▶ Given problem:
Extract every line of the records below word for word, leaving the picture out of your answer.

#####

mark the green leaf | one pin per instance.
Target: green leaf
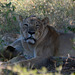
(7, 5)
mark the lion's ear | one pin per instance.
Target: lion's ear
(20, 18)
(45, 21)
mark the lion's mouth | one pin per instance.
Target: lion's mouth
(30, 40)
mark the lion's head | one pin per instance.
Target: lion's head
(32, 28)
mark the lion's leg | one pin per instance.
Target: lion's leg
(12, 50)
(33, 63)
(37, 62)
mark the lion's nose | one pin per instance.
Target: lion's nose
(31, 32)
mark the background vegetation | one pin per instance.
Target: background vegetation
(61, 14)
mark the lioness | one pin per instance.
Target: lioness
(40, 41)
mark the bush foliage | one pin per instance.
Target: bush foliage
(60, 12)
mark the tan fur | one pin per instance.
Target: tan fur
(48, 42)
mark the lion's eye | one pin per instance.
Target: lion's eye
(26, 25)
(37, 26)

#####

▶ Right answer:
mark the green leaf | one pin per instance.
Target: green leaf
(7, 5)
mark the lion's ear | one pin per instance.
Target: lion's ear
(20, 18)
(45, 21)
mark the lion's mouth | one pin per instance.
Target: lion's mouth
(30, 40)
mark the lion's head | one pin per instance.
Target: lion's head
(32, 28)
mark the lion's leg | one pin per instance.
Target: lion's leg
(12, 50)
(33, 63)
(37, 62)
mark the lion's nose | one pin per instance.
Target: lion's nose
(31, 32)
mark the background vegetation | one pin per instance.
Target: background vegetation
(61, 14)
mark the lioness | one pin per instance.
Target: lioness
(40, 41)
mark the bush foliage | one pin per instance.
Target: bush foliage
(60, 12)
mark the tan fur | one pin per instance.
Target: tan fur
(48, 42)
mark the lion's eye | one pin per instance.
Target: lion's eye
(26, 25)
(37, 26)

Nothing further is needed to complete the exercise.